- [Task instructions]
In the forum thread on Windows and power use, what kind of systems does one reply say BSD was built with in mind?

- [Text extract]
###
Note: hardware interacts with the system very simple, there is no reason that a wide variety of hardware in any way slows down the "kernel"! Your opinion only shows you have no clue about programming or software or hardware or operation systems or all of that.
Re: (Score:3)
Do I CARE if the problem is hardware or software. I was forced to buy Windows installed on my computer by the company. In that case it should be the BEST it can be, right?
the answer is that program hangs like this STILL HAPPEN after a Decade of XP??? we don't care WHY it happens... we just know that Apple has done whatever work is needed to make it NOT HAPPEN 1/10 as often as on Windows.
Re:Easy one... (Score:5, Insightful)
The Windows OS is built to work with a very wide variety of hardware configurations.
Have you seen the list of hardware linux can run on? Windows ships with drivers, yes, but it depends on hardware manufacturers to ship their own drivers a lot of the time.
Re: (Score:3)
And linux doesn't offer anywhere near the same user experience as either Windows or OS X. .
And we thank God for that.
Re: (Score:3)
Linux is not a user experience or UI. It manages all your drivers and resources. You must be talking about a userland graphical environment? You can actually run linux with nothing but a text commandline or with triple monitors, it's up to you. Android is not any more stripped down than what i have running here. You compile the kernel for your machine, it is very slim. If you want to use the "everything and the kitchen sink" builds then they aren't very big either. Everything is loaded as a plugable
Re: (Score:3)
The Windows OS is built to work with a very wide variety of hardware configurations.
It runs on TWO architectures, and requires CONSIDERABLY more minimun hardware than Linux/BSD. How is that an excuse?
Re:Easy one... (Score:5, Insightful)
Alas, you have managed to correctly but uselessly answer the question (in classic MS fashion). Apparently the other OSes get by without all that idle activity, so why not windows. Is it incapable of it or is MS just unwilling?
The question was 'why is Windows so awful at managing power", not 'in what way does Windows squander power'.
Re:Easy one... (Score:4, Interesting)
Because it wasn't designed with power management in mind. Duh. The engineers who wrote some of the subsystems probably took shortcuts that they knew would suck up power (indefinite loops or some such) but were easy to implement. It is a desktop OS.
BSD, on the other hand, was built with embedded systems in mind. So they optimized and managed the power consumption of their components wisely. Desktop Linux, I hear, is pretty rough on power too, but not as bad as Windows.
How can they fix this? Well, there are two options: 1) Dig deep and hope your fix doesn't break something. 2) Re-engineer from scratch. Note I didn't say "rewrite." Oftimes, power issues are built into the protocol, not on purpose, but the only way to implement the protocol without a lot of black magic is to suck up power. The protocols themselves probably would need to be redone, optimized.
###
- [Supplied records]
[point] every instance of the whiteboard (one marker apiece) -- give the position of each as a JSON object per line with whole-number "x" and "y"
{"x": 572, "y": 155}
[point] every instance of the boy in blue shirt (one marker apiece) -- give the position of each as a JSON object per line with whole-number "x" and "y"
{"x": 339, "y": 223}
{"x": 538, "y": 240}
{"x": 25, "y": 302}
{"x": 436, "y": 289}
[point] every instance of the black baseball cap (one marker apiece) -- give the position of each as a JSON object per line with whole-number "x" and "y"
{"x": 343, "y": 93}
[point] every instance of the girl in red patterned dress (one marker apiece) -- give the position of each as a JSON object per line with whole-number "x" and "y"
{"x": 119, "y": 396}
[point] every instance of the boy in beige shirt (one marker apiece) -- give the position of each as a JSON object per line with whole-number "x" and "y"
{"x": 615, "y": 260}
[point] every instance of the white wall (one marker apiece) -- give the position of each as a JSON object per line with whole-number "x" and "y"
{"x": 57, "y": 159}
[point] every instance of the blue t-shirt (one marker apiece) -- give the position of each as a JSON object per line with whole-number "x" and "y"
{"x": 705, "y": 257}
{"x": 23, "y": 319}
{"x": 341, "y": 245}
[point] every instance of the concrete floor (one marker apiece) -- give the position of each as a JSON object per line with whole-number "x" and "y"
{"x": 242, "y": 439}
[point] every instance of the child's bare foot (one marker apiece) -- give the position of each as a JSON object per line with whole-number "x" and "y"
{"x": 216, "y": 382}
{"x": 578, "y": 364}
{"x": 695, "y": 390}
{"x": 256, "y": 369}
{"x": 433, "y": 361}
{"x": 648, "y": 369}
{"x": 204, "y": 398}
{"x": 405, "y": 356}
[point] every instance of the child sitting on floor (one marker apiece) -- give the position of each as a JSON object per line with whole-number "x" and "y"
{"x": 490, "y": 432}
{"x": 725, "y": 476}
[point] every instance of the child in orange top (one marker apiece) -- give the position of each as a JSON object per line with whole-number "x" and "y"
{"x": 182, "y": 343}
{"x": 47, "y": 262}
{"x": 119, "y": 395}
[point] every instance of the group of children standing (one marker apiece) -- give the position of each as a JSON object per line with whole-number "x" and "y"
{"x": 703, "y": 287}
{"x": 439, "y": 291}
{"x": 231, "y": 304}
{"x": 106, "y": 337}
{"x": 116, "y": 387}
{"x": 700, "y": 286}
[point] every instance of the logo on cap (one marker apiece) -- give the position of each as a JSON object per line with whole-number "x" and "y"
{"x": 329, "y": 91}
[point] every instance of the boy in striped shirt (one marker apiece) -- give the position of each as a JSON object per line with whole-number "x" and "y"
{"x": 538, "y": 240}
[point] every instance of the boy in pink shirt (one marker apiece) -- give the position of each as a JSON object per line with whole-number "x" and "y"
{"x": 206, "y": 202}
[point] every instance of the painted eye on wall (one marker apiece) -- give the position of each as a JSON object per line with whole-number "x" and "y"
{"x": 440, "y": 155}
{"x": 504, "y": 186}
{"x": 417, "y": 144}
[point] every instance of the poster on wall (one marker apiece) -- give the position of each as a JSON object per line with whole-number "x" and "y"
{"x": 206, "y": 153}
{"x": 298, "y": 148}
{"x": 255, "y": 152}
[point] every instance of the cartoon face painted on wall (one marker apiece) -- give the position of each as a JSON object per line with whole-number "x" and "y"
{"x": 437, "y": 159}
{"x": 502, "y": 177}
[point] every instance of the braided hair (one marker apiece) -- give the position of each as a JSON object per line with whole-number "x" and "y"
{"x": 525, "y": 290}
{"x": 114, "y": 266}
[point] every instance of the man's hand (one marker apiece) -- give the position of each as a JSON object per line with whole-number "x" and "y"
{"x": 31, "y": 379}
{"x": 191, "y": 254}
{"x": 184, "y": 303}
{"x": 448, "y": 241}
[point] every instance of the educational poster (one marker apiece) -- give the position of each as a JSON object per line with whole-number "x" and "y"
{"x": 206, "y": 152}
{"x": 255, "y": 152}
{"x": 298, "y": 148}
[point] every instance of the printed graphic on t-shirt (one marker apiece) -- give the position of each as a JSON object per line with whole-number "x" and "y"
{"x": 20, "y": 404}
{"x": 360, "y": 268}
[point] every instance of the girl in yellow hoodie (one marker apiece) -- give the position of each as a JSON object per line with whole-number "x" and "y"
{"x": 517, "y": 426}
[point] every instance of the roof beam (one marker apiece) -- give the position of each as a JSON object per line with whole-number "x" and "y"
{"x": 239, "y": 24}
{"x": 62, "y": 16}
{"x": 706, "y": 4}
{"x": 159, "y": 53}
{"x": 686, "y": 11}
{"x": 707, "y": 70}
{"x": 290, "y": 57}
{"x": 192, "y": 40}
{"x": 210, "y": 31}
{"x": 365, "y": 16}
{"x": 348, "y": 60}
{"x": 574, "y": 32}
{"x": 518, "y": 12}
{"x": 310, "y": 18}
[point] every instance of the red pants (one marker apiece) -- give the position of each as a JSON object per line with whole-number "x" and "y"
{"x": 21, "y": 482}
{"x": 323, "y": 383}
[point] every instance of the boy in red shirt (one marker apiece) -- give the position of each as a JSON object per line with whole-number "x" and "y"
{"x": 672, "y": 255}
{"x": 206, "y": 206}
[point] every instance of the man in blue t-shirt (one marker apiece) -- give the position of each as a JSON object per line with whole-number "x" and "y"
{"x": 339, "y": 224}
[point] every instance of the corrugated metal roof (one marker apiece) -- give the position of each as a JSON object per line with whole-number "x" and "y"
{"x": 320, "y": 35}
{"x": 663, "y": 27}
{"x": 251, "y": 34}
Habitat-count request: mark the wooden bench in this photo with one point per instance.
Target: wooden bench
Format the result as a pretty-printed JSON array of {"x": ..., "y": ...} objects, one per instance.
###
- [Exercise response]
Embedded systems.